**TEXT EXTRACT**
--------------------------------
# Another Smoker Question



## BB-que (Mar 14, 2021)

What are the pros/cons between a offset stick burner vs a cabinet smoker?  How does fire/wood management differ?  What do folks think with regard to smoke profile of a cabinet vs an offset?  Thanks in advance for any input.


----------



## mike243 (Mar 14, 2021)

Some folks claim a offset stick burner is the best, I love it all and might be able to taste the difference if laid out side by side at the same time, but its hard to tell great food from great food if a man knows his equipment it don't matter if it came off the hood of a 57 Chevy lol


----------



## BB-que (Mar 14, 2021)

mike243 said:


> Some folks claim a offset stick burner is the best, I love it all and might be able to taste the difference if laid out side by side at the same time, but its hard to tell great food from great food if a man knows his equipment it don't matter if it came off the hood of a 57 Chevy lol


Ha, fair enough and understand your point.  I have a pellet pooper and it’s great for a lot of reasons, smoke flavor isn’t one of them.  Was just curious with a cabinet how the wood is managed and how folks think it compares to an offset.


----------



## JLeonard (Mar 14, 2021)

mike243 said:


> Some folks claim a offset stick burner is the best, I love it all and might be able to taste the difference if laid out side by side at the same time, but its hard to tell great food from great food if a man knows his equipment it don't matter if it came off the hood of a 57 Chevy lol


Well if it came off the hood of a '57 Chevy it would taste freaking awesome!
Jim


----------



## Inscrutable (Mar 14, 2021)

A fun reference I know, but if really you get the hood of a 57 Chevy hot enough to cook your car should be confiscated and donated to someone who would appreciate and take care of it ...  ooh, pick me, pick me ... and feel free to send those ribs over too


----------



## smokeymose (Mar 14, 2021)

What's a cabinet smoker?


----------



## chp (Mar 14, 2021)

BB-que said:


> What are the pros/cons between a offset stick burner vs a cabinet smoker?  How does fire/wood management differ?  What do folks think with regard to smoke profile of a cabinet vs an offset?  Thanks in advance for any input.


I have had my offset for many years, but recently got an insulated cabinet smoker. I think the offset consumes more wood, but the smoke flavor is amazing. The cabinet smoker is much more fuel efficient, it doesn’t need to be tended as often, but I have not been able to get the same flavor. It certainly could just be me! I’m thinking about mods to make it more like a reverse flow to get a better smoke flavor.


----------



## BB-que (Mar 14, 2021)

so do you still use splits in your cabinet or you using chips or chunks?  I always hear how much easier managing a cabinet is,  but don’t you have to constantly put splits in the cabinet as well?


----------



## mike243 (Mar 14, 2021)

BB I don't think they move any where near the air that a offset does and a lot of them are double wall or insulated so it cuts down on fuel usage,  splits/charcoal  are in use but not sure the amount of each in order to control the smoke


----------



## mike243 (Mar 14, 2021)
--------------------------------
**DATA EXTRACT**

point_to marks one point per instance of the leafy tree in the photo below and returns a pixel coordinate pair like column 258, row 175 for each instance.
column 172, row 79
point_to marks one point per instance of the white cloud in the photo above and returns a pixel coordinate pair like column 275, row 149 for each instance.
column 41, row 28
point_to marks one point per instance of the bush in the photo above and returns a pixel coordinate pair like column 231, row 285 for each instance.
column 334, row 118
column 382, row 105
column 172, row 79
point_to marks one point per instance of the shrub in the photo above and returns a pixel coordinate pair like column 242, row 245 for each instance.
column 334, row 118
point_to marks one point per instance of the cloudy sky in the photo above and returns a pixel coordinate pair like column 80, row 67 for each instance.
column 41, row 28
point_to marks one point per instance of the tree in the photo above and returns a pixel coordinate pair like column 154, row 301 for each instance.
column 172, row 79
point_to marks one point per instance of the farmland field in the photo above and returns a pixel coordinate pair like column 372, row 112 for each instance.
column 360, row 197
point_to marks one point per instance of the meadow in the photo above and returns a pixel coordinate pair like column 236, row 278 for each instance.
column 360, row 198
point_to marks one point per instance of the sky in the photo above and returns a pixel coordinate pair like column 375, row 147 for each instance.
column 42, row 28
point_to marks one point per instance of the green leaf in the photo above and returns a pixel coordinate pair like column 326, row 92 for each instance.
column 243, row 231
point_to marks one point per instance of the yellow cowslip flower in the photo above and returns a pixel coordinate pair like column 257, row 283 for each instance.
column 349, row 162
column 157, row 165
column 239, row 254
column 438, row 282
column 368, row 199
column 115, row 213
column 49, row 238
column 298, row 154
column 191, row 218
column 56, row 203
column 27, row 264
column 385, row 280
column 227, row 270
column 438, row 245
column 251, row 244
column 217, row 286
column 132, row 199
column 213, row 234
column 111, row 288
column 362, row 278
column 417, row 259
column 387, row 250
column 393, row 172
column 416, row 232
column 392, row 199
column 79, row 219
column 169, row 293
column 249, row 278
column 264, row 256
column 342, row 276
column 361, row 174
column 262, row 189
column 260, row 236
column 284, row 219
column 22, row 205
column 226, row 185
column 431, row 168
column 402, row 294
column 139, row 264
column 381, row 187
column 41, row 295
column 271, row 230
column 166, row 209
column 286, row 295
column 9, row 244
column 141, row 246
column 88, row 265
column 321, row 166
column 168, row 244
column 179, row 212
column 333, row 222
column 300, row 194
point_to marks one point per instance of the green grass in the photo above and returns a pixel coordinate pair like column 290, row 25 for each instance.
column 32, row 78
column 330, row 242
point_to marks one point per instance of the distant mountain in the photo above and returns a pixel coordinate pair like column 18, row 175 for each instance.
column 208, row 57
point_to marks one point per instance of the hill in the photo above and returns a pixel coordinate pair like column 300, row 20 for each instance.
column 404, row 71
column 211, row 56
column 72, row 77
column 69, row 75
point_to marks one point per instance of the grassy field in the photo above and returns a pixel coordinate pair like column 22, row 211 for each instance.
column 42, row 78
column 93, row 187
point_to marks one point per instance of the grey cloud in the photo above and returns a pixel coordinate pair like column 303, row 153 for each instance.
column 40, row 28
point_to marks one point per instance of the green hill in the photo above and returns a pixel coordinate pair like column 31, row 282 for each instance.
--------------------------------
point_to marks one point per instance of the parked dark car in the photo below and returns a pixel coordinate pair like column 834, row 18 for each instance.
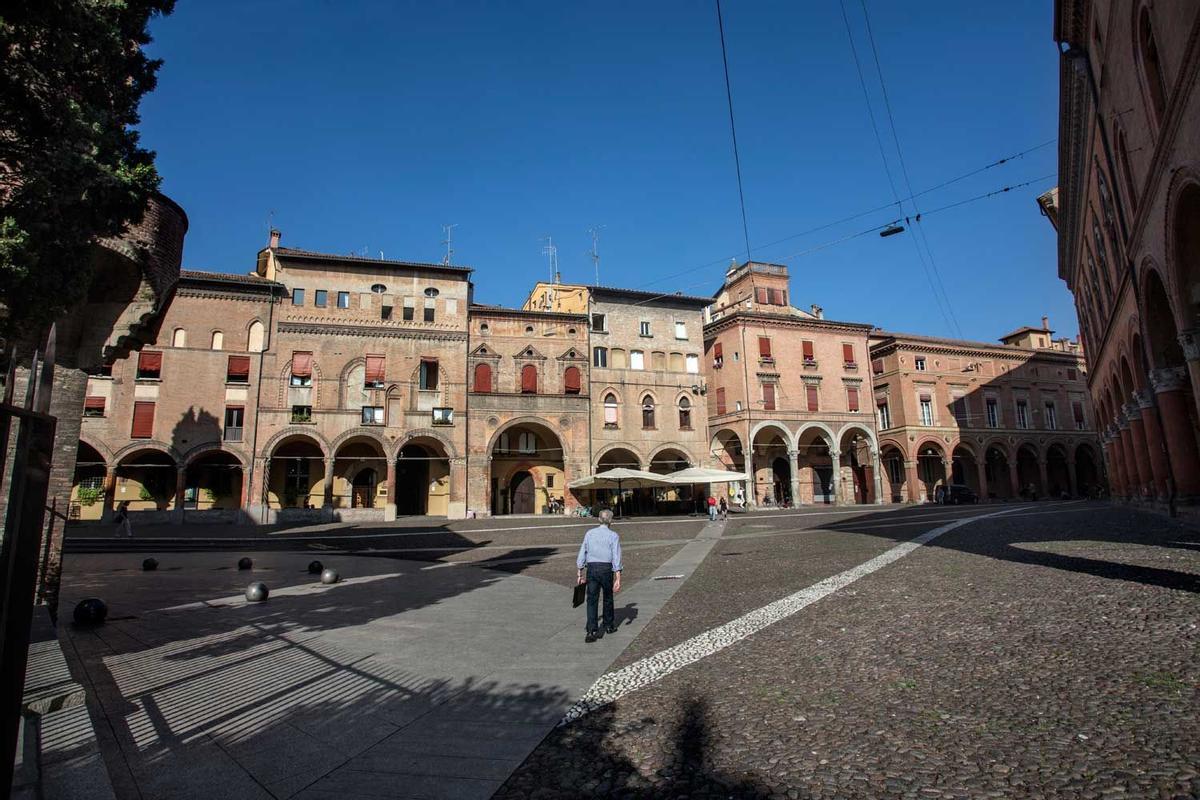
--------------------------------
**WRITTEN TASK 1**
Name every distinct user who posts in the smoker thread, listing each username once.
**WRITTEN TASK 2**
Reproduce verbatim the part of the smoker thread that opens with the words containing "A fun reference" and closes with "smokeymose (Mar 14, 2021)".

**FINAL RESULT 1**
BB-que, mike243, JLeonard, Inscrutable, smokeymose, chp

**FINAL RESULT 2**
A fun reference I know, but if really you get the hood of a 57 Chevy hot enough to cook your car should be confiscated and donated to someone who would appreciate and take care of it ...  ooh, pick me, pick me ... and feel free to send those ribs over too


----------



## smokeymose (Mar 14, 2021)